A Justiça sob suspeita
A imprensa brasileira finalmente coloca a crise do sistema judiciário onde deveria estar: nos tribunais, e não no Conselho Nacional de Justiça.
Depois de quase três meses de polêmicas que chegaram ao topo do Judiciário, envolvendo ministros do Supremo Tribunal Federal, os jornais fizeram o básico: foram conferir na origem as suspeitas que mobilizaram a corregedoria de controle externo da magistratura.
Resultado – evidências fortíssimas de que um grupo de desembargadores paulistas furou a fila das prioridades e aprovou o pagamento, para si mesmos, de alguns milhões de reais em benefícios controversos.
O atual presidente do Tribunal de Justiça de São Paulo é citado como tendo recebido a quantia de R$ 400 mil. Ouvido pela Folha, ele não nega e afirma que não houve qualquer irregularidade, pois “o valor recebido refere-se a despesas médicas e custeio de remédios de uso continuado por seus familiares”.
O jornal não esclarece qual a terrível moléstia que afeta os familiares do desembargador, mas os leitores ficam sabendo que é absolutamente legal “o critério de antecipação de indenização de férias não gozadas para custeio de despesas médicas”.
Mais difícil é explicar os valores morais envolvidos na operação “fura-fila” – juizes ouvidos pela reportagem observam que, mesmo em caso de necessidade médica, o normal é que os desembargadores usem seus próprios recursos ou apelem para empréstimos para não passar na frente de outros magistrados.
Um dos casos que estão sendo analisados pelo Órgão Especial, colegiado formado por 25 desembargadores da cúpula do Tribunal de Justiça, exige esclarecimentos sobre os benefícios de alto valor pagos a um grupo de magistrados, entre eles um ex-presidente e ex-integrantes da Comissão de Orçamento e Finanças.
O ex-presidente do Tribunal de Justiça de São Paulo apontado pela Folha recebeu R$ 1,5 milhão.
Além de ferir o princípio da isonomia e da impessoalidade, os beneficiários desses pagamentos são suspeitos de haver, em proveito próprio, manipulado processos no exercício das funções na comissão engarregada das finanças do Tribunal.
Boas e más intenções
O noticiário desta sexta-feira, dia 20, oferece uma interpretação menos prosaica para a frase do ministro Marco Aurelio Mello, publicada no dia anterior como manchete do jornal Brasil Econômico. Ao afirmar que ganha pouco e que seu bem-estar é garantido pelo salário da esposa, o ministro criticou a presidente do Conselho Nacional de Justiça, Eliana Calmon: “De boas intenções o inferno está cheio”, disse o ministro.
Mello está carregado de razão. Não bastam as boas intenções. Mas o propósito da corregedora de investigar sinais de movimentações financeiras atípicas envolvendo juizes e servidores da Justiça, que provocou a crise corporativista no Judiciário, acaba revelando muito mais do que suas meritíssimas eminências gostariam de ver exposto ao público.

**Material fornecido:**
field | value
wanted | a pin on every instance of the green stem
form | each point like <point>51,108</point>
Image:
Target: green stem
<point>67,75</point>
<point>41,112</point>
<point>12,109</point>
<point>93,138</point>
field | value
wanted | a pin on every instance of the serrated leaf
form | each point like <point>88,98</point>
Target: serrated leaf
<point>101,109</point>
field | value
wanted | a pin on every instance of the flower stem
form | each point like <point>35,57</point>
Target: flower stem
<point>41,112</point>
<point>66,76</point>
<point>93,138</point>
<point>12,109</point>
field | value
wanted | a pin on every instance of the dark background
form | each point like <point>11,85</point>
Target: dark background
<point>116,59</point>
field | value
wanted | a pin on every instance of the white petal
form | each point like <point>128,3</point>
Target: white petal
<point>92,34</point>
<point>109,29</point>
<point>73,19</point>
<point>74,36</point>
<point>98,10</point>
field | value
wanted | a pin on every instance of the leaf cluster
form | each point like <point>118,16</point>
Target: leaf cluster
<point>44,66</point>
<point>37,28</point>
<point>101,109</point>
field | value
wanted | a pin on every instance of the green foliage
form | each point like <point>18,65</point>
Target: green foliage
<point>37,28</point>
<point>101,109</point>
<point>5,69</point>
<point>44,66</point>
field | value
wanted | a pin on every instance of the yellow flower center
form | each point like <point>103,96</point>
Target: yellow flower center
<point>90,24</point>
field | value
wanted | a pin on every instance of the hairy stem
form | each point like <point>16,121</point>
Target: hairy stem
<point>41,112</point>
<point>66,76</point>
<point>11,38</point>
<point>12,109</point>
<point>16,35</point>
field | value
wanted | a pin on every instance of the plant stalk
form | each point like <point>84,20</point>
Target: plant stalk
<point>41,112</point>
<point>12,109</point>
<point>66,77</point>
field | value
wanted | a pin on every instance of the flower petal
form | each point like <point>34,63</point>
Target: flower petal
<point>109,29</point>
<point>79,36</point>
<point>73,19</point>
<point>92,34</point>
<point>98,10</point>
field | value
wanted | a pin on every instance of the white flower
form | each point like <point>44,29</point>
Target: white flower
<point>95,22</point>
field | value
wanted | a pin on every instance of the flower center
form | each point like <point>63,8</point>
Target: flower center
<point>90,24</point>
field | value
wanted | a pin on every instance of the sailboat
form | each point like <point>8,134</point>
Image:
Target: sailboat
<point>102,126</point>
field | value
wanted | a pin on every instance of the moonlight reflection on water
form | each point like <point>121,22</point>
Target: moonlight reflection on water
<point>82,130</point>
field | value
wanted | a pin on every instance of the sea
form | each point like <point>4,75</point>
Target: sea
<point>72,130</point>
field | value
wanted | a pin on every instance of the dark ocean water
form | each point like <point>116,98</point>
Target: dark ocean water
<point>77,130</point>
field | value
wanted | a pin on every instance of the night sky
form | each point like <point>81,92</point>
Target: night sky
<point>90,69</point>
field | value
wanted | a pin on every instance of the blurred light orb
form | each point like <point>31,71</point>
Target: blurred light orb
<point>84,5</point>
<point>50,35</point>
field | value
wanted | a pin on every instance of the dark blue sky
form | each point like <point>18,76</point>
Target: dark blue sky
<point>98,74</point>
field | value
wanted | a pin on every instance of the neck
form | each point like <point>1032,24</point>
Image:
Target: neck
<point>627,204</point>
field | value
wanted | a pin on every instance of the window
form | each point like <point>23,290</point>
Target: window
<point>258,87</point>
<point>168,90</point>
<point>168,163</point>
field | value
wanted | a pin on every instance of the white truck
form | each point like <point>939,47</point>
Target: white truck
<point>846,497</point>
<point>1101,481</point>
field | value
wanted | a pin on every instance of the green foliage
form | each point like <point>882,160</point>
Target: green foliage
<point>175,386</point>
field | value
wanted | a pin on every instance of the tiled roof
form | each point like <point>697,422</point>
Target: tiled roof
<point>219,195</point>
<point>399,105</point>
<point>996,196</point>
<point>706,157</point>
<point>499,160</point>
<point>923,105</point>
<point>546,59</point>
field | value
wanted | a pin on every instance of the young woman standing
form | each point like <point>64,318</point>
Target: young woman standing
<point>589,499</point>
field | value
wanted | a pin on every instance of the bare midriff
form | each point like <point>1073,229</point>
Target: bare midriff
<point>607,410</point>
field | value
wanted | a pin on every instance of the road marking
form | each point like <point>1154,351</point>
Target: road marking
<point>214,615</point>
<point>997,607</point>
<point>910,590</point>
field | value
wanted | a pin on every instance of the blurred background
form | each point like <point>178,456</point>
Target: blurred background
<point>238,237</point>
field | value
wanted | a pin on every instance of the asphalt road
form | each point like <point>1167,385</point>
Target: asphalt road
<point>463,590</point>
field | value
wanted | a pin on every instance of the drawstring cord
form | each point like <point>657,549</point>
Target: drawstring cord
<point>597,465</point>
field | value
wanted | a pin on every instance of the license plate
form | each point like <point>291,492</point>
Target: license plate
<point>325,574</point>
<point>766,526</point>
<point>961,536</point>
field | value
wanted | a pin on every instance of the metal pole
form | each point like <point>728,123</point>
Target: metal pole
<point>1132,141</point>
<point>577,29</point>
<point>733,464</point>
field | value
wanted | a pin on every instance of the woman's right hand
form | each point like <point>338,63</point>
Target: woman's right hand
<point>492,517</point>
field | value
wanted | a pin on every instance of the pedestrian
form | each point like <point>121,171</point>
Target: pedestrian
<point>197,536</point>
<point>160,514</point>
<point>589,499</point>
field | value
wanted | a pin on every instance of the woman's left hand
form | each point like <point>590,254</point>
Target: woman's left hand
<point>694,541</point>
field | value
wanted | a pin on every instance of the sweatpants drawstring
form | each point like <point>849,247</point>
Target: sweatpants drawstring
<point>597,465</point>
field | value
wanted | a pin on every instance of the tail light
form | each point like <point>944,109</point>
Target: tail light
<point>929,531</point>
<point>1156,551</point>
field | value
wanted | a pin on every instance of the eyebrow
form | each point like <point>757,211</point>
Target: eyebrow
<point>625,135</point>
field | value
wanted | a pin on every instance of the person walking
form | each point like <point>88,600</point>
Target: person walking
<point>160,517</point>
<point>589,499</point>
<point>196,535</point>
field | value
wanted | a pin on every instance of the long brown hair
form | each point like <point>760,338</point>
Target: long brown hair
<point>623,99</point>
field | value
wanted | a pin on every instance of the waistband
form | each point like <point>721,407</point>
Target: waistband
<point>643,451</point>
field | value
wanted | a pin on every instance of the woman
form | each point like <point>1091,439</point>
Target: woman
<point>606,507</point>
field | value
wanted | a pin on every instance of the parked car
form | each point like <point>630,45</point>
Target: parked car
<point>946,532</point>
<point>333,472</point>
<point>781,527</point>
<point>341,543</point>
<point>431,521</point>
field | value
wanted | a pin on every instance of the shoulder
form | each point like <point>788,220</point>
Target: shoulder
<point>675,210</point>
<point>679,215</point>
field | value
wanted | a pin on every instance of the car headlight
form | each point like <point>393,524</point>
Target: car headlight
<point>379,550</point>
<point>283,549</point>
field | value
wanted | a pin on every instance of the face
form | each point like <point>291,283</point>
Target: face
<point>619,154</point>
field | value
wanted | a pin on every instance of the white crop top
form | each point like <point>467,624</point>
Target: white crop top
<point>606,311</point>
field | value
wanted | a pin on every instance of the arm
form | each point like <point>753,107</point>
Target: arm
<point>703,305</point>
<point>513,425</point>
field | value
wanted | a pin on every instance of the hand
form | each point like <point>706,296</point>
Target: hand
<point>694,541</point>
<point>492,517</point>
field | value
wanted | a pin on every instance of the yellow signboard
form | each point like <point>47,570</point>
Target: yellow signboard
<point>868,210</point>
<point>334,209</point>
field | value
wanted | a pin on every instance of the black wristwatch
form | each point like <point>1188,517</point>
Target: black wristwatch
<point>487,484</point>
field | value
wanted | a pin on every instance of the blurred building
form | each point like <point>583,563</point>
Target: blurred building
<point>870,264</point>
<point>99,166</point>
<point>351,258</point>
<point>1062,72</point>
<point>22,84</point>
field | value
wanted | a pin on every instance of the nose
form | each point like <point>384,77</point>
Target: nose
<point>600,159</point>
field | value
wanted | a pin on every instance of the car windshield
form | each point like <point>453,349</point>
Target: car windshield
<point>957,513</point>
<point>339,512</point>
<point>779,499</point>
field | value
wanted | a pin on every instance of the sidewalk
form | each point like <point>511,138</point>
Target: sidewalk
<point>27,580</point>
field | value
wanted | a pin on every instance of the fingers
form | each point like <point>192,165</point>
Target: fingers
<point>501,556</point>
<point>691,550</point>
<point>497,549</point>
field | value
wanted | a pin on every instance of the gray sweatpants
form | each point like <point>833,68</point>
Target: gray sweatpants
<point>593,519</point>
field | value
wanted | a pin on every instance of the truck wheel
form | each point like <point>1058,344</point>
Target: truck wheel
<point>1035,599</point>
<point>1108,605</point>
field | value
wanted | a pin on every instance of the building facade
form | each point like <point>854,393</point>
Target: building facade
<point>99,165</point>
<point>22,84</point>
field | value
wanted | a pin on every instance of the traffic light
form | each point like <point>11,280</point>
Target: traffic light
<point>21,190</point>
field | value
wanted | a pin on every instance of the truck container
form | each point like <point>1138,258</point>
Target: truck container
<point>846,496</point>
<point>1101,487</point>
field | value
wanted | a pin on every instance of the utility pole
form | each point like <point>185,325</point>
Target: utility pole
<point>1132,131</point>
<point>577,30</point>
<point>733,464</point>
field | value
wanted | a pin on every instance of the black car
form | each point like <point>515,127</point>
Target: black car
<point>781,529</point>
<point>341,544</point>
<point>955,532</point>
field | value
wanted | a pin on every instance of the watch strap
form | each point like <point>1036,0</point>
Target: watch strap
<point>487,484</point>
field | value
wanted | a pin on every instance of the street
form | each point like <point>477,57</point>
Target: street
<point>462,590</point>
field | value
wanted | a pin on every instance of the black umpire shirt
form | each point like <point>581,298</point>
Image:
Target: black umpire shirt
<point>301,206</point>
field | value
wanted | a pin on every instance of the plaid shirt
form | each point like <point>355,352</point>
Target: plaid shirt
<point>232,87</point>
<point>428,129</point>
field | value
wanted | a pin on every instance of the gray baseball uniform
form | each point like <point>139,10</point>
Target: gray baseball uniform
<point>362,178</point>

**Tarefa 1:** Segundo o texto sobre a crise no Judiciário, que quantia o atual presidente do Tribunal de Justiça de São Paulo teria recebido?
**Tarefa 2:** Prossiga com o texto sobre a crise no Judiciário, começando logo após a última frase apresentada.

**Resposta 1:** R$ 400 mil.

**Resposta 2:**
Para começo de conversa, o notório caso Lalau e outras histórias pouco edificantes já comprovaram que há, sim, bandidos ocultos sob a toga da magistratura.
E o Estadão acaba de trazer à tona uma investigação da Polícia Federal no Tribunal Regional Eleitoral do Rio, provocada por um dos casos de operações financeiras que a “boa intenção” da corregedora Eliana Calmon julgou suspeitas.
Segundo o Estadão, a Delegacia de Combate a Crimes Financeiros da Polícia Federal vai rastrear os R$ 282,9 milhões movimentados apenas em um ano por um funcionário do TRT-RJ.
Ele seria a ponta mais visível de um esquema montado dentro do tribunal para lavagem de dinheiro.
O funcionário em questão foi contratado em cargo de confiança, sem passar por concurso público, tendo como credencial mais valiosa o fato de haver sido preso, anteriormente, quando atuava como doleiro.
Apesar do sigilo das investigações, não é absurdo supor que o responsável por sua contratação é o primeiro da lista de autoridades a serem investigadas.
E como se sabe que essas contratações passam necessariamente por um colegiado, são suspeitos todos os funcionários de alto escalão do Tribunal Regional Eleitoral do Rio, inclusive os magistrados com responsabilidades administrativas.
A polêmica certamente vai prosseguir nos órgãos superiores da magistratura, com muitas frases de efeito e alguns ditados banais, mas a realidade é que, a partir das desconfianças da corregedora Eliana Calmon, foi aberto ontem o inquérito para investigar “crime de lavagem de dinheiro proveniente de fraude contra o sistema financeiro perpetrado por organização criminosa” num importante tribunal do país.
Isso faz lembrar que o inferno pode mesmo estar cheio de boas intenções, mas são as más intenções acobertadas pelo corporativismo que fazem do Brasil o paraiso do crime de colarinho branco.